PROBLEM TO WORK ON
The data must be written out once more, precisely as given.

---

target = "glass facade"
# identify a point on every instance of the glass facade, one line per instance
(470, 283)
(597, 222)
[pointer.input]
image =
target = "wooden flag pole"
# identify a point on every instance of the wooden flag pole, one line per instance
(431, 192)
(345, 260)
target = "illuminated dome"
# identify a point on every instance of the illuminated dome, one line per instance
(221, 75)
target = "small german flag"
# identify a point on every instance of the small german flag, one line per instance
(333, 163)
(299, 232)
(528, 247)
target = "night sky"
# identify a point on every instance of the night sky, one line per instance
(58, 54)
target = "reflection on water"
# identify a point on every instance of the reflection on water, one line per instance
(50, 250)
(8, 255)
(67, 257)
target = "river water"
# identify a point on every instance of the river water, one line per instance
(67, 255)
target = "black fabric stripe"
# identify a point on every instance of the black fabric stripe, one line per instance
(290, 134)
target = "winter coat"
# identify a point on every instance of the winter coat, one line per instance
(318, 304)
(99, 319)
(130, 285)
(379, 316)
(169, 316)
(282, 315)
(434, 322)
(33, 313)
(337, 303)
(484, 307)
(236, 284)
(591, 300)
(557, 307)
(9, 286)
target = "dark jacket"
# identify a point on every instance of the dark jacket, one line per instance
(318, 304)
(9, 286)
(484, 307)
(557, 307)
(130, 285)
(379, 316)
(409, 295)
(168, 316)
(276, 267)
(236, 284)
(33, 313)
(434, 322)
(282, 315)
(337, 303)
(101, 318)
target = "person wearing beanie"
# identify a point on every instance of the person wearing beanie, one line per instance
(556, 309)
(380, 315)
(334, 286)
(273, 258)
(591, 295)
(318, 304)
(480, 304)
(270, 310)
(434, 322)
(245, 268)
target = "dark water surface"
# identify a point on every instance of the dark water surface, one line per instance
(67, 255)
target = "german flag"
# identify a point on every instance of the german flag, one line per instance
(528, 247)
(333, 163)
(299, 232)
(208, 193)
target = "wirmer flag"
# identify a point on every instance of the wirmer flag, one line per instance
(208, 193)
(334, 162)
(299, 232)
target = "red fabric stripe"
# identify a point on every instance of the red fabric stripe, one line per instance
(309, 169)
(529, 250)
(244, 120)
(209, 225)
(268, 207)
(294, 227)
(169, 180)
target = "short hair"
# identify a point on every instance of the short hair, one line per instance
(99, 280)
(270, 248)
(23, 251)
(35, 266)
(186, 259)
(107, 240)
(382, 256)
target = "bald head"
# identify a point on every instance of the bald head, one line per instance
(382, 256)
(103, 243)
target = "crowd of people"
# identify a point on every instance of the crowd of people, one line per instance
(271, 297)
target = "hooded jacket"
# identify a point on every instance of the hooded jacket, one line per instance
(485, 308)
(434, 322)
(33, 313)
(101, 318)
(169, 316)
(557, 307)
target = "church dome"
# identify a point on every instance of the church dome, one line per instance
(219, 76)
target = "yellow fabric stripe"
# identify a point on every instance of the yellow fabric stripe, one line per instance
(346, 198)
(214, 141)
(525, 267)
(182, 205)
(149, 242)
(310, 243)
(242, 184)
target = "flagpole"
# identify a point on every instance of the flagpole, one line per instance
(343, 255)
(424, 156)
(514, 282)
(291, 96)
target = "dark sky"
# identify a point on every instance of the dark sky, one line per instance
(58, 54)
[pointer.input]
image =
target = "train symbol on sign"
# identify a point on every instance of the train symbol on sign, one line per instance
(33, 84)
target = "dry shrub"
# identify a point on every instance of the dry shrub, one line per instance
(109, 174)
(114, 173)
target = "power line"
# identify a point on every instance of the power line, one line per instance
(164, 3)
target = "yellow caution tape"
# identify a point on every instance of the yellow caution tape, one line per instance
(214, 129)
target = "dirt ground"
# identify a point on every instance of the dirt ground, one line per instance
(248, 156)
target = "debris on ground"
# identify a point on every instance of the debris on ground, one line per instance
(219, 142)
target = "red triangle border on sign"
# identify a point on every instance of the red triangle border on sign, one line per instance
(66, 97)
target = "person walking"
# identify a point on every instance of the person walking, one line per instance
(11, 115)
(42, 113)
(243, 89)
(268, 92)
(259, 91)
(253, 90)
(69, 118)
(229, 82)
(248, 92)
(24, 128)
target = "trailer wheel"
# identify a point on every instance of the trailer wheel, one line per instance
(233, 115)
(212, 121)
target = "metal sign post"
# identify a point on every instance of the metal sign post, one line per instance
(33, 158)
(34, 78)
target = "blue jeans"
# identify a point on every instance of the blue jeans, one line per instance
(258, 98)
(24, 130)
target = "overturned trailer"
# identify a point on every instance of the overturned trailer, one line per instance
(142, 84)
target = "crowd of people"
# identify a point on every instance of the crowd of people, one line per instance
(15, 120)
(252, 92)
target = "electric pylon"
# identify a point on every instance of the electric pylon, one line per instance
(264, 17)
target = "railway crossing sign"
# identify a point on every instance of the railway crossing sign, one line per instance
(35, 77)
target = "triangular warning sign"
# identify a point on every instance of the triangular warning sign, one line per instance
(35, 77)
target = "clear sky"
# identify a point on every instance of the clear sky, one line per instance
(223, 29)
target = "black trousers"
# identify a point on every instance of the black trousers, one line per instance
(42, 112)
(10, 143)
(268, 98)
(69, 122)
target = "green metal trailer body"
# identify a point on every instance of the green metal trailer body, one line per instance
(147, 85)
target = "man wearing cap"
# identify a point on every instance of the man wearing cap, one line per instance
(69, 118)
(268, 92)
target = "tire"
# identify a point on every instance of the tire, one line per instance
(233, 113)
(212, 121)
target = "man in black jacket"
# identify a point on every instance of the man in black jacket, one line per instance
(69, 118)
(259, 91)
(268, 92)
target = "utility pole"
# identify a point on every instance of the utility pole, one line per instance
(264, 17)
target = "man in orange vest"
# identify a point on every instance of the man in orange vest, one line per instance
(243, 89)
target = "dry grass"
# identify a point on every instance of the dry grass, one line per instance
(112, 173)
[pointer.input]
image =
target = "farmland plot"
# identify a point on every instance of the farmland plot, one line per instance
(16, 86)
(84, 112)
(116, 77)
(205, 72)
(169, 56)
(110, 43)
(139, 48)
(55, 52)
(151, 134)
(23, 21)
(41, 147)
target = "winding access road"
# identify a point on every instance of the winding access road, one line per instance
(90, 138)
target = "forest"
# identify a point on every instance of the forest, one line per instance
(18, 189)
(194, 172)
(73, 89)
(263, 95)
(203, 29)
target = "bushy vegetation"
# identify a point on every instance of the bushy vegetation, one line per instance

---

SOLUTION TO THIS PROBLEM
target = "glass facade"
# identify a point on every instance of the glass facade, one line per instance
(470, 283)
(597, 222)
[pointer.input]
image =
target = "wooden flag pole"
# identify a point on every instance of the wooden flag pole, one line per instance
(431, 192)
(345, 260)
target = "illuminated dome"
# identify a point on every instance of the illuminated dome, one line per instance
(221, 75)
target = "small german flag"
# identify a point on every instance of the small german flag, one line per instance
(333, 163)
(299, 232)
(528, 247)
target = "night sky"
# identify a point on every instance of the night sky, one line per instance
(58, 54)
target = "reflection on water"
# identify a point on every instance of the reflection on water, one line per instance
(50, 250)
(8, 255)
(67, 257)
target = "river water"
# identify a point on every instance of the river water, one line per instance
(67, 255)
target = "black fabric stripe"
# identify a point on every instance of the black fabric stripe, one line per instance
(290, 134)
target = "winter coat"
# identify a point on every instance of the winter coat, one line per instance
(318, 304)
(99, 319)
(130, 285)
(379, 316)
(169, 316)
(282, 315)
(434, 322)
(33, 313)
(337, 303)
(484, 307)
(236, 284)
(591, 300)
(557, 307)
(9, 286)
target = "dark jacket"
# identify a point on every instance of the dark jacket, one line per instance
(318, 304)
(9, 286)
(484, 307)
(557, 307)
(130, 285)
(379, 316)
(409, 295)
(168, 316)
(276, 267)
(236, 284)
(33, 313)
(434, 322)
(282, 315)
(337, 303)
(101, 318)
target = "person wearing beanie"
# identify a point on every instance of the person wearing beanie, one line per instance
(556, 309)
(380, 315)
(334, 286)
(273, 258)
(591, 295)
(318, 304)
(480, 304)
(270, 310)
(434, 322)
(245, 268)
target = "dark water surface"
# identify a point on every instance of the dark water surface, one line per instance
(67, 255)
target = "german flag"
# identify a point on every instance of the german flag, one line per instance
(528, 247)
(333, 163)
(299, 232)
(208, 193)
target = "wirmer flag"
# identify a point on every instance of the wirmer flag, one line per instance
(208, 193)
(334, 162)
(299, 232)
target = "red fabric stripe"
# identify a point on every instance of the red fabric stripe, one line per instance
(309, 169)
(529, 250)
(244, 120)
(209, 225)
(268, 207)
(294, 227)
(169, 180)
target = "short hair"
# identify a point on every instance of the short hair, one line per instance
(99, 280)
(270, 248)
(23, 251)
(35, 266)
(186, 259)
(107, 240)
(382, 256)
target = "bald head"
# identify a point on every instance of the bald head, one line per instance
(382, 256)
(103, 243)
target = "crowd of people"
# identify a point on every instance of the crowd of people, one line per instance
(271, 297)
target = "hooded jacket"
# identify a point on every instance of the hooded jacket, one line per instance
(485, 308)
(434, 322)
(33, 313)
(101, 318)
(169, 316)
(557, 307)
target = "church dome"
# identify a point on every instance of the church dome, one line per instance
(219, 76)
target = "yellow fabric stripe"
# identify a point on every instance of the yellow fabric stripe, one line per instance
(346, 198)
(214, 141)
(525, 267)
(182, 205)
(149, 242)
(310, 243)
(242, 184)
target = "flagpole"
# identify a point on every instance of the flagpole, one line per instance
(343, 255)
(424, 156)
(514, 282)
(291, 96)
target = "dark sky"
# identify a point on every instance of the dark sky, one line per instance
(58, 54)
[pointer.input]
image =
target = "train symbol on sign"
# identify a point on every instance of the train symbol on sign, one line per instance
(33, 84)
target = "dry shrub"
# identify a point on every instance of the dry shrub, one line per instance
(109, 174)
(114, 173)
target = "power line"
# identify a point on every instance of the power line, one line per instance
(164, 3)
target = "yellow caution tape"
# identify a point on every instance of the yellow caution tape, one line per instance
(214, 129)
target = "dirt ground"
# identify a point on every instance of the dirt ground, one line per instance
(248, 156)
target = "debris on ground"
# identify a point on every instance of the debris on ground, one line per instance
(219, 142)
target = "red triangle border on sign"
# identify a point on every instance of the red triangle border on sign, one line per instance
(66, 97)
target = "person walking"
# identify a point on every instance of the person walking, one line per instance
(11, 115)
(42, 113)
(243, 89)
(268, 92)
(259, 91)
(253, 90)
(69, 118)
(229, 82)
(248, 92)
(24, 128)
target = "trailer wheel"
# identify a point on every instance of the trailer wheel, one line per instance
(233, 115)
(212, 121)
target = "metal sign post"
# identify a point on every instance of the metal sign post, one line per instance
(33, 158)
(34, 78)
target = "blue jeans"
# identify a point on every instance of the blue jeans, one line per instance
(258, 98)
(24, 130)
target = "overturned trailer"
# identify a point on every instance of the overturned trailer, one line per instance
(142, 84)
target = "crowd of people"
# identify a point on every instance of the crowd of people, one line per instance
(15, 120)
(252, 92)
target = "electric pylon"
# identify a point on every instance of the electric pylon, one line per instance
(264, 17)
target = "railway crossing sign"
# identify a point on every instance of the railway crossing sign, one line per instance
(35, 77)
target = "triangular warning sign"
# identify a point on every instance of the triangular warning sign, one line per instance
(35, 77)
target = "clear sky"
# identify a point on every instance of the clear sky, one line per instance
(223, 29)
target = "black trousers"
# identify a point on every instance of the black trousers, one line per instance
(42, 112)
(10, 143)
(268, 98)
(69, 122)
target = "green metal trailer body"
# identify a point on every instance of the green metal trailer body, one line per instance
(147, 85)
target = "man wearing cap"
# identify a point on every instance of the man wearing cap, one line per instance
(69, 118)
(268, 92)
target = "tire"
# identify a point on every instance of the tire, one line per instance
(233, 113)
(212, 121)
target = "man in black jacket"
# identify a point on every instance of the man in black jacket, one line per instance
(69, 118)
(259, 91)
(268, 92)
target = "utility pole"
# identify a point on every instance of the utility pole, one line per instance
(264, 17)
target = "man in orange vest"
# identify a point on every instance of the man in orange vest, one line per instance
(243, 89)
target = "dry grass"
# identify a point on every instance of the dry grass, one line per instance
(112, 173)
[pointer.input]
image =
target = "farmland plot"
# identify a point on every instance of the farmland plot, one line per instance
(16, 86)
(84, 112)
(116, 77)
(205, 72)
(169, 56)
(110, 43)
(139, 48)
(55, 52)
(151, 134)
(23, 21)
(41, 147)
target = "winding access road"
# identify a point on every instance of the winding access road, one line per instance
(90, 138)
target = "forest"
# identify a point on every instance of the forest, one line per instance
(18, 189)
(194, 172)
(73, 89)
(263, 95)
(203, 29)
target = "bushy vegetation"
# identify a point on every instance of the bushy vegetation, one line per instance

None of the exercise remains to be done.